● Task data
* start *

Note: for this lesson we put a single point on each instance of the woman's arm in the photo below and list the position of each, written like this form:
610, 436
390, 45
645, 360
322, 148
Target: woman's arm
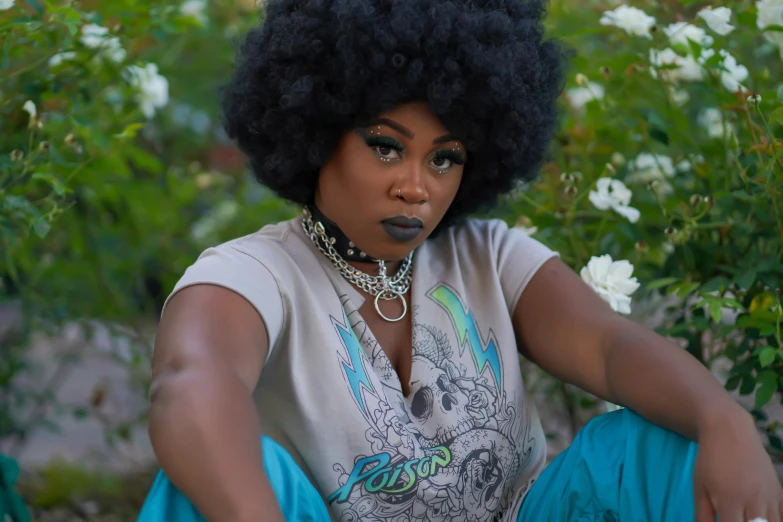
569, 331
209, 352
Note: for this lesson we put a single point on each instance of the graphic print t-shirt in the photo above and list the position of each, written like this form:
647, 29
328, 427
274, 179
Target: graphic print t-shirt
465, 444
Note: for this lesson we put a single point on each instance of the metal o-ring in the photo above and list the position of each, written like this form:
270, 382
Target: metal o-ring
404, 307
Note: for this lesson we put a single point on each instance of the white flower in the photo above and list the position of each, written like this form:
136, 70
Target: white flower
97, 37
770, 12
612, 193
632, 20
681, 32
59, 58
612, 281
195, 9
578, 97
711, 120
685, 68
153, 89
717, 19
732, 73
652, 167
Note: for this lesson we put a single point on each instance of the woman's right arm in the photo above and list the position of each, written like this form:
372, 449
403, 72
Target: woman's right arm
210, 349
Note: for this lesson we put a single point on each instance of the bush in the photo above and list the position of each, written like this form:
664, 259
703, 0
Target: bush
670, 159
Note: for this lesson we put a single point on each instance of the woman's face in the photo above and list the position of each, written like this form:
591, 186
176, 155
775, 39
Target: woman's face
388, 185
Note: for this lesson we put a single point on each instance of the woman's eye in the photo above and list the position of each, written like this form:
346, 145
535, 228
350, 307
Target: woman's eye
386, 152
442, 163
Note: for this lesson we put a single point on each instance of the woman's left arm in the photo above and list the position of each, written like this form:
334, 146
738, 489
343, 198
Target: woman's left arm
569, 331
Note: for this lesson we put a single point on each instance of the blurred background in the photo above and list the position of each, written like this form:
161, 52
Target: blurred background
115, 175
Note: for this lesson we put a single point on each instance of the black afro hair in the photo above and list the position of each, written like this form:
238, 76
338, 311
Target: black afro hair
316, 69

* end *

● What you are asked to do
Give an exact copy of the material, leaving out every picture.

● Response
Note: for this lesson we put a single point on each instance of the woman's arm in the photo below and list the position of each, written like this form:
610, 436
390, 45
645, 360
322, 148
Target: woman's arm
569, 331
209, 352
Note: for this lesson we put a single point on each instance of the graphic print t-shirt in the photo above and list the position of each, written like this form:
647, 29
328, 427
274, 179
Target: graphic print t-shirt
465, 444
Note: for this lesson we put a single point on each instance of the metal o-ring in the photo above and list the position of each, written like this form:
270, 382
Target: metal o-ring
404, 307
Note: for this lesson we put a single point on each instance of the white flower in the photo above and list the position of each, written like this form:
136, 70
Target: white flower
97, 37
770, 12
612, 193
632, 20
681, 32
59, 58
612, 281
195, 9
578, 97
711, 120
685, 68
153, 89
717, 19
732, 73
652, 167
Note: for this lesson we put a single point on each instance of the woman's right arm in the photo above and list the position of each, written like this form:
372, 449
403, 72
Target: woman's right arm
210, 349
Note: for this lesson we put a single point on each instance of the bush in the photo above and list the position of each, written like this form:
664, 259
703, 0
Target: bush
670, 159
Note: for this lesson we put a single point on each instance of the woman's face in the photo above and list the position of each, written like this form:
591, 186
176, 155
775, 39
Target: woman's face
388, 185
Note: for this lesson we put a single point on each instance of the woman's eye in the photo above and list the position of each, written like this form:
346, 145
535, 228
350, 307
Target: woman's eye
386, 152
442, 163
Note: for this lesson we put a single point on each instance of the woman's left arm in the photo above and list the position of each, written like this form:
334, 146
738, 489
343, 198
Target: woman's left arm
569, 331
Note: for this lesson we put a single point on each instance of the blurred background in the photo above and list the position of each, written like this form:
161, 52
Target: blurred background
115, 175
Note: for this lesson we put a single point on each instance of the black afro hair in the photo above and list the position of each, written like this form:
238, 76
338, 311
Target: black afro hair
316, 69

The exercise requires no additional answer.